Extrait du document:
╭──

Les subventions massives offertes à Northvolt, Volkswagen et Stellantis pour les convaincre de construire des méga-usines de batteries au Québec ainsi qu’en Ontario pourraient s’accompagner d’une facture inattendue de plusieurs milliards de dollars pour les contribuables.

Cet avertissement figure dans une analyse publiée vendredi par le directeur parlementaire du budget (DPB), qui chiffre à 43,6 milliards le coût total de l’aide des ordres de gouvernement pour séduire ces multinationales. C’est presque 6 milliards de plus que les projections gouvernementales.

Le calcul du chien de garde des contribuables ne tient toutefois pas compte des frais de la dette publique engagés par les gouvernements pour subventionner Northvolt, Volkswagen et Stellantis. La facture pourrait ainsi grimper de 6,6 milliards d’ici 2032-2033 si les subventions viennent creuser les déficits gouvernementaux.

╰──

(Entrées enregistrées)
╭──

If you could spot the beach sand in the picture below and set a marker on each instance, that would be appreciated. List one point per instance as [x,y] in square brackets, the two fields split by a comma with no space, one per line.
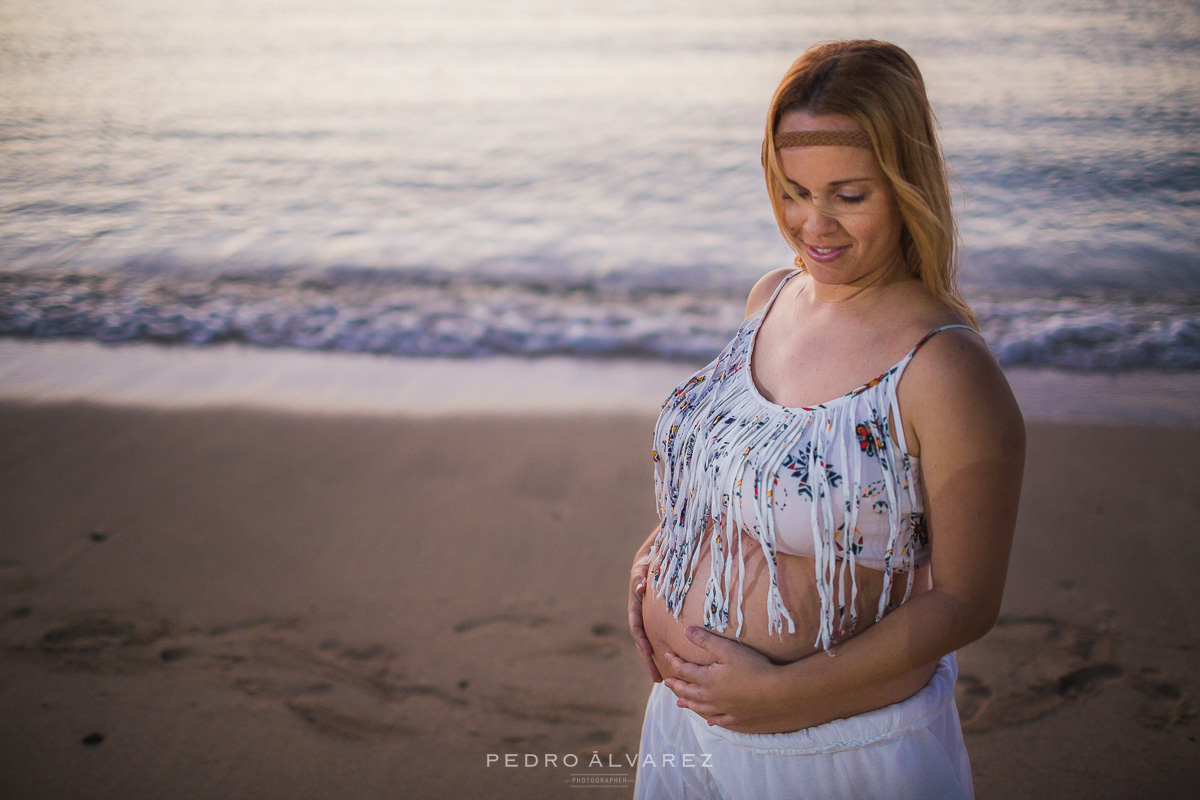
[234,603]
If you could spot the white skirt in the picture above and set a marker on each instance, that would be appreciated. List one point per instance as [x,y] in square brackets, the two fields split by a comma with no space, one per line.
[912,749]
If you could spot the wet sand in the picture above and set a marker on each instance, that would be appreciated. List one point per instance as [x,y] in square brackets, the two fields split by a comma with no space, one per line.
[210,602]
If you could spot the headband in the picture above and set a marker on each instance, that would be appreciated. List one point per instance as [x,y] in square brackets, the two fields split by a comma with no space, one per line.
[813,138]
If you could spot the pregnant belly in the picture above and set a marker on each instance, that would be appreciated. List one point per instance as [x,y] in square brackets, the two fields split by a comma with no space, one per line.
[797,583]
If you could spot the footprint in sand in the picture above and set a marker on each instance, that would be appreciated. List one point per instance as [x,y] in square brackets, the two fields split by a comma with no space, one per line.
[1164,704]
[1038,665]
[348,691]
[1041,665]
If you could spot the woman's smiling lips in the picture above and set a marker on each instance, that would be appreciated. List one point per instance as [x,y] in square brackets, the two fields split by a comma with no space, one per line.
[825,254]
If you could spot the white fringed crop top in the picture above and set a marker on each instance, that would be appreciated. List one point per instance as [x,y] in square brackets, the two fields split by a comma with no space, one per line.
[793,479]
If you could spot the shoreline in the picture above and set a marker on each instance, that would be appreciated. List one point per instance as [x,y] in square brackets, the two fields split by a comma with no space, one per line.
[335,383]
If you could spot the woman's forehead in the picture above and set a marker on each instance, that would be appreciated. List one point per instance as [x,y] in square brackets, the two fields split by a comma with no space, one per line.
[821,164]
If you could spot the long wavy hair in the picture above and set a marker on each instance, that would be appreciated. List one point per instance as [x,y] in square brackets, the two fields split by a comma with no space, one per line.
[879,86]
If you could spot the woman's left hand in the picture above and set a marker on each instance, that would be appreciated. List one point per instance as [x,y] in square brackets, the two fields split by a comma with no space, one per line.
[735,691]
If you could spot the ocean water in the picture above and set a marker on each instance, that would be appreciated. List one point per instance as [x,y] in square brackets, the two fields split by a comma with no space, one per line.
[552,178]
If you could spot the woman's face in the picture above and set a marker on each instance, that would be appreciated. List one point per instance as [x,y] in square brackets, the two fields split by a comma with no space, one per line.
[846,217]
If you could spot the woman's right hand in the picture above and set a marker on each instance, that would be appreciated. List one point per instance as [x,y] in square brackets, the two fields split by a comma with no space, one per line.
[637,579]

╰──

Exercices:
**1)** Dans l'extrait sur les méga-usines de batteries, à combien le directeur parlementaire du budget chiffre-t-il le coût total de l'aide des ordres de gouvernement?
**2)** Traduisez en anglais la phrase suivante de l'extrait sur les méga-usines de batteries : « C’est presque 6 milliards de plus que les projections gouvernementales. »
**3)** Résumez l'extrait sur les méga-usines de batteries en deux phrases.
Appuyez-vous uniquement sur l'extrait sur les méga-usines de batteries.

Corrigé:
**1)** À 43,6 milliards.

**2)** That is almost 6 billion more than the government projections.

**3)** Selon une analyse du directeur parlementaire du budget, l'aide accordée à Northvolt, Volkswagen et Stellantis pour construire des méga-usines de batteries au Québec et en Ontario coûterait 43,6 milliards, soit presque 6 milliards de plus que prévu par les gouvernements. Ce calcul exclut les frais de la dette publique, qui pourraient ajouter 6,6 milliards d'ici 2032-2033 si les subventions creusent les déficits.